Your objective -
Write out the lines below word for word, with nothing changed.

(Rows of box annotation data)
━━━━

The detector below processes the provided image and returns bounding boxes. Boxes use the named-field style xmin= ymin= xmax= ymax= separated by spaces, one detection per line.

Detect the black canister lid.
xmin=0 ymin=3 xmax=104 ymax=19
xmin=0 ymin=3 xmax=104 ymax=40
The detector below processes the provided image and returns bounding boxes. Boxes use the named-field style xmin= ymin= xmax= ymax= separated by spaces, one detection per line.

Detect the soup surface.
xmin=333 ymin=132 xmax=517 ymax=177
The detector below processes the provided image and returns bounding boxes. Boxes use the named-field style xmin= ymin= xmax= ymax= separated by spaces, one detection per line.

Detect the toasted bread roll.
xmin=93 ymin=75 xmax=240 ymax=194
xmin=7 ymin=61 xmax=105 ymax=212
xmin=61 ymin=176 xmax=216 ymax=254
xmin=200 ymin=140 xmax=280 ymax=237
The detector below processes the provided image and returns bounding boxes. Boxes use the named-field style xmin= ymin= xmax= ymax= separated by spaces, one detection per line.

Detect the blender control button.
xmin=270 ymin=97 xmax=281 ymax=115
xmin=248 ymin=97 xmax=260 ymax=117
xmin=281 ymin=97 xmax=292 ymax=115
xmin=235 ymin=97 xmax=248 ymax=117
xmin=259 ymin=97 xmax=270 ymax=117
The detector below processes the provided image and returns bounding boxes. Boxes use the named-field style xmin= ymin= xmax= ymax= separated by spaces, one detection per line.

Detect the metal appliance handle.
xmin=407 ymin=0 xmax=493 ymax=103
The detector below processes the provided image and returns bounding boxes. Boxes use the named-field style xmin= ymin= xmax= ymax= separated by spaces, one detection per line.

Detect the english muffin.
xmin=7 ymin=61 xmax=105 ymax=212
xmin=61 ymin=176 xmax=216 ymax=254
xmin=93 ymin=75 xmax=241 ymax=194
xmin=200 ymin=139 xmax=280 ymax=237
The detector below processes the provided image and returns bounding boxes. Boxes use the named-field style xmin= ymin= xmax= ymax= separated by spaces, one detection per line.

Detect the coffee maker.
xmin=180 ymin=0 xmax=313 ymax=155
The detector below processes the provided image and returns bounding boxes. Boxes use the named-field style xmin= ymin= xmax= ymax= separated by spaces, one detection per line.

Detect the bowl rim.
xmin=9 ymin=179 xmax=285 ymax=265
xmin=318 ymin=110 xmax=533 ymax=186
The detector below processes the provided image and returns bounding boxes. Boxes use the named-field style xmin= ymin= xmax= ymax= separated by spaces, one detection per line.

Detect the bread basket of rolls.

━━━━

Solution for this problem -
The detector below processes the provided image and returns bounding boxes. Boxes use the named-field style xmin= ymin= xmax= ymax= separated by spaces, one detection per line.

Detect the black canister lid.
xmin=0 ymin=3 xmax=104 ymax=19
xmin=0 ymin=3 xmax=104 ymax=40
The detector below processes the provided image and returns bounding boxes. Boxes use the named-field style xmin= ymin= xmax= ymax= separated by spaces, one detection per line.

Detect the soup surface.
xmin=333 ymin=132 xmax=517 ymax=177
The detector below processes the provided image and returns bounding boxes. Boxes use the named-field style xmin= ymin= xmax= ymax= separated by spaces, one detection per line.

Detect the toasted bread roll.
xmin=93 ymin=75 xmax=240 ymax=194
xmin=7 ymin=61 xmax=105 ymax=212
xmin=61 ymin=176 xmax=216 ymax=254
xmin=200 ymin=140 xmax=280 ymax=237
The detector below processes the provided image and returns bounding boxes. Boxes use the named-field style xmin= ymin= xmax= ymax= separated by spaces, one detection per line.

Detect the blender control button.
xmin=270 ymin=97 xmax=281 ymax=115
xmin=248 ymin=97 xmax=260 ymax=117
xmin=281 ymin=97 xmax=292 ymax=115
xmin=235 ymin=97 xmax=248 ymax=117
xmin=259 ymin=97 xmax=270 ymax=117
The detector below processes the provided image and returns bounding boxes. Boxes use the named-field style xmin= ymin= xmax= ymax= separated by spaces, one detection per line.

Detect the metal appliance handle.
xmin=407 ymin=0 xmax=493 ymax=103
The detector below processes the provided image and returns bounding boxes. Boxes use the named-field style xmin= ymin= xmax= ymax= separated by spaces, one detection per line.

Detect the english muffin.
xmin=7 ymin=61 xmax=105 ymax=212
xmin=61 ymin=176 xmax=216 ymax=254
xmin=93 ymin=75 xmax=241 ymax=194
xmin=200 ymin=139 xmax=280 ymax=237
The detector below processes the provided image and returns bounding boxes. Boxes use the named-field style xmin= ymin= xmax= ymax= separated by spaces, one detection per line.

Detect the coffee maker.
xmin=180 ymin=0 xmax=313 ymax=155
The detector below processes the provided image and returns bounding boxes. Boxes use the named-field style xmin= ymin= xmax= ymax= separated by spaces, one detection per line.

Detect the bowl rim.
xmin=9 ymin=179 xmax=285 ymax=265
xmin=318 ymin=110 xmax=533 ymax=186
The detector below processes the provided image and returns bounding boxes. Boxes use the named-field style xmin= ymin= xmax= ymax= separated by spaces, one detection per line.

Detect the bread basket of rolls.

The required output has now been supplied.